-- Exercise aim --
In full and without change, repeat the records shown below.

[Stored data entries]
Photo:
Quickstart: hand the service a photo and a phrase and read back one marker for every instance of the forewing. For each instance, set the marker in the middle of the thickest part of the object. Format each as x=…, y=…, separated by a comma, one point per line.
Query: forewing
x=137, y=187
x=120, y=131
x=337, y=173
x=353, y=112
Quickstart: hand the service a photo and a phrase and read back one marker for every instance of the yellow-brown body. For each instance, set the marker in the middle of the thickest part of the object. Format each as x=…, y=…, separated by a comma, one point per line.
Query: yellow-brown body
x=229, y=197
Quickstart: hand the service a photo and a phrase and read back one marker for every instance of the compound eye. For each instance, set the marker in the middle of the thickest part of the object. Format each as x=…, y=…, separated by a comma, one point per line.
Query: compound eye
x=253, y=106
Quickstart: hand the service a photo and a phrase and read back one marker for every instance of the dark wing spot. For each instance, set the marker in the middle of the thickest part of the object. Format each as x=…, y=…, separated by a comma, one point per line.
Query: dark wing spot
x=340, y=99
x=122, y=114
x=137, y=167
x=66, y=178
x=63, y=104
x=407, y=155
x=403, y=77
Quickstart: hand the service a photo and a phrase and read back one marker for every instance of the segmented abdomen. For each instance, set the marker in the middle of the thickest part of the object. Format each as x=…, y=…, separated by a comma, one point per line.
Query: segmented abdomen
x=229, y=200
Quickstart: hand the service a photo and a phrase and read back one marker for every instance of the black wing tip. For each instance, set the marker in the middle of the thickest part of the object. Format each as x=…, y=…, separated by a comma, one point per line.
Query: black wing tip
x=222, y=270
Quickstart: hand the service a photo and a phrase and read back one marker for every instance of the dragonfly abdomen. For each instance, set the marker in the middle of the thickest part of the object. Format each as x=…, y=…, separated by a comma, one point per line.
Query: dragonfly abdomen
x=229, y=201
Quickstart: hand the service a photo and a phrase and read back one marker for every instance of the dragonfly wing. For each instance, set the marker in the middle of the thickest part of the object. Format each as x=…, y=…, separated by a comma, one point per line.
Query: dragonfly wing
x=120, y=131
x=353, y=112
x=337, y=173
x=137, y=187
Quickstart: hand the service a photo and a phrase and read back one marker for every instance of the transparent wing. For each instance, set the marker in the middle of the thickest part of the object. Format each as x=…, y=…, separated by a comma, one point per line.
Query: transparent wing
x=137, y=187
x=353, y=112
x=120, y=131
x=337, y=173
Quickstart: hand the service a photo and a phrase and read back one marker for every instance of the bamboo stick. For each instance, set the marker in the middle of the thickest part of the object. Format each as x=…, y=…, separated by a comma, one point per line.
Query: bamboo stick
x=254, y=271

-- Solution to this task --
Photo:
Quickstart: hand the service a photo and a phrase and read back one marker for every instance of the forewing. For each instance, set the marker in the middle of the thickest part of the object. Format each as x=…, y=…, separated by a comma, one point per line.
Query: forewing
x=137, y=187
x=120, y=131
x=337, y=173
x=353, y=112
Quickstart: hand the service a photo and a phrase and read back one marker for every instance of the yellow-brown body. For each instance, set the marker in the middle of the thickest part of the object. Format each as x=…, y=…, separated by a comma, one point per line.
Query: yellow-brown body
x=229, y=197
Quickstart: hand the service a photo and a phrase and read back one marker for every instance of the compound eye. For each instance, set the marker in the middle of the thickest part of the object. Format each as x=…, y=…, separated by a comma, one point per line.
Query: compound eye
x=253, y=106
Quickstart: hand the service a photo and a phrase and read back one marker for every instance of the dark wing spot. For each instance, set the marker in the middle of the thickest part of the object. Format each as x=…, y=…, separated by a comma, one point per line.
Query: dark wing spot
x=340, y=99
x=122, y=114
x=137, y=167
x=66, y=178
x=63, y=104
x=407, y=155
x=403, y=77
Quickstart: hand the service a photo and a phrase and read back one marker for every instance of the segmented abdomen. For each instance, set the marker in the middle of the thickest part of the object. Format each as x=…, y=…, separated by a comma, one point per line.
Query: segmented abdomen
x=229, y=200
Quickstart: hand the service a photo and a phrase and read back one marker for every instance of the black wing tip. For each instance, set the marker in the middle of the thickest part of the object. Format each as x=…, y=…, separated by a comma, one point per line.
Query: black wing tip
x=222, y=270
Quickstart: hand the service a photo and a phrase and read back one marker for every instance of the dragonfly abdomen. For each instance, set the marker in the middle of the thickest part of the object. Format each as x=…, y=…, separated by a comma, one point per line.
Query: dragonfly abdomen
x=229, y=201
Quickstart: hand the service a photo and a phrase and read back one marker for every instance of the dragonfly wing. For each instance, set the marker in the middle of the thickest part of the object. Format each as x=…, y=…, separated by a comma, one point per line.
Query: dragonfly wing
x=120, y=131
x=353, y=112
x=337, y=173
x=137, y=187
Quickstart: hand the service a photo and a phrase and read back one marker for every instance of the transparent wing. For each instance, set the marker in the middle of the thickest part of the object. Format each as x=…, y=…, separated by a comma, one point per line.
Query: transparent wing
x=137, y=187
x=353, y=112
x=120, y=131
x=337, y=173
Quickstart: hand the service a photo and a phrase and read back one marker for every instance of the bamboo stick. For each instance, set the marker in the middle of the thickest part of the object. Format each as x=…, y=…, separated by a comma, one point per line.
Query: bamboo stick
x=254, y=271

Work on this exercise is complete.